### Lesetext

# Amazon-Gutscheine gehackt



## AmazonBetroffener (21 Dezember 2017)

Hallo zusammen,

folgendes ist mir passiert. Ich habe letzte Woche direkt bei amazon drei Gutscheine zum Ausdrucken gekauft. Diese habe ich per KK bezahlt. Die Gutscheine habe ich am selben Tag an drei Kollegen von mir zur Weihnachtsfeier verschenkt. Gestern wollte nun einer dieser Kollegen seinen Gutschein bei Amazon bei einem Kauf einlösen, bekam aber die Meldung, dass dieser bereits eingelöst wurde. Daraufhin haben die anderen beiden Kollegen ebenfalls geschaut. Alle drei Gutscheine hatten bereits den Status "eingelöst", obwohl keiner diesen tatsächlich eingelöst hat. Daraufhin habe ich beim Amazon-Support angerufen und mein Problem geschildert. Diese meinten, dass die Gutscheine in der Tat bereits eingelöst wurden und hätten auch einen Namen des Amazon-Kunden, den sie mir allerdings aus datenschutzrechtlichen Gründen nicht nennen dürfen und ich solle nun bei der Polizei eine Anzeige erstatten. Zumindest konnte sie mir so viel sagen, dass es keiner meiner drei Kollegen war, da ich ihr die drei Nachnamen genannt habe.

Wie kann das sein? Wo liegt dann das Leck (Amazon-Account gehackt, Phising, ...)? Wie gehe ich am Besten vor?

Vielen Dank für jeden Hinweis.
Viele Grüße
Swen


----------



## Hippo (21 Dezember 2017)

Strafanzeige war exakt der richtige Weg.
Denn der Staatsanwalt kriegt die Daten.


----------



## Reducal (21 Dezember 2017)

Hippo schrieb:


> Denn der Staatsanwalt kriegt die Daten.


Aber leider nur mit richterlichem Beschluss. In der Regel werden solche Codes als Beute sofort weiter verkauft und das Einlösen machen meist Amazon-Kunden, die günstig dran gekommen sind. Oder, und jetzt wird's kompliziert, das Auscashen erfolgt über Amazon-Payment. Das Zahlungssystem kann man, ähnlich PayPal, vielseitig verwenden. Zuvor wurde freilich ein Fakeaccount bei Amazon eingerichtet.

######

• **Was zu tun ist**:
1. Überarbeite einen Ausschnitt aus dem Lesetext. Beginne bei den Worten „## Reducal (21“, höre nach „bei Amazon eingerichtet.“ auf und setze dabei „Amazon Pay“ an die Stelle von „Amazon-Payment“.
2. Beantworte die folgenden Fragen zum Lesetext.
(a) Wie viele Gutscheine hat Swen direkt bei Amazon gekauft?
(b) Wo soll Swen nach Auskunft des Amazon-Supports nun Anzeige erstatten?
(c) Was ist laut Reducal nötig, damit der Staatsanwalt die Daten bekommt?

### Daten

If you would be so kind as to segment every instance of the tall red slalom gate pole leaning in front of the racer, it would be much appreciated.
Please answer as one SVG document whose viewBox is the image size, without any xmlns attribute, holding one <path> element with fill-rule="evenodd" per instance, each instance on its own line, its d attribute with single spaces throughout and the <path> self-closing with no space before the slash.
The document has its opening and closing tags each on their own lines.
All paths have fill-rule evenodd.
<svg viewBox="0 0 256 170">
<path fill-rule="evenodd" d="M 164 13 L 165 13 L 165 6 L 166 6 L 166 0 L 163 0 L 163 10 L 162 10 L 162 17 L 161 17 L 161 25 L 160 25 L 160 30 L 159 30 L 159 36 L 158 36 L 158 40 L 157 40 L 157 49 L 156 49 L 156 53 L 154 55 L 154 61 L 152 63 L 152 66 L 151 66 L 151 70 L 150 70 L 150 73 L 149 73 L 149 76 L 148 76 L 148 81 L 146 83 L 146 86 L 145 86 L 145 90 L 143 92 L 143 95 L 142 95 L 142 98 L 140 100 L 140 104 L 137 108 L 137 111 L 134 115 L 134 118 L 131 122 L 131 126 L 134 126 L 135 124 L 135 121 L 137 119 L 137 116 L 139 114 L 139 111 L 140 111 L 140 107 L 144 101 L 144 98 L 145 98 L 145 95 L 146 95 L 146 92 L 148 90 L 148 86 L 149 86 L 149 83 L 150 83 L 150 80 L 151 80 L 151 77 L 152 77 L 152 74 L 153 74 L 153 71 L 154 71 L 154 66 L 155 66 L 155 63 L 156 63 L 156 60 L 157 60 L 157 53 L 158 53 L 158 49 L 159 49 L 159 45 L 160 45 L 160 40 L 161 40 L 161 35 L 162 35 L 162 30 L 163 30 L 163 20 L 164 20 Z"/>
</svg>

######

• **Lösungen der Aufgaben**:
1.
## Reducal (21 Dezember 2017)

Hippo schrieb:


> Denn der Staatsanwalt kriegt die Daten.


Aber leider nur mit richterlichem Beschluss. In der Regel werden solche Codes als Beute sofort weiter verkauft und das Einlösen machen meist Amazon-Kunden, die günstig dran gekommen sind. Oder, und jetzt wird's kompliziert, das Auscashen erfolgt über Amazon Pay. Das Zahlungssystem kann man, ähnlich PayPal, vielseitig verwenden. Zuvor wurde freilich ein Fakeaccount bei Amazon eingerichtet.

2.
(a) Swen hat drei Gutscheine gekauft.
(b) Swen soll bei der Polizei Anzeige erstatten.
(c) Dafür ist ein richterlicher Beschluss nötig.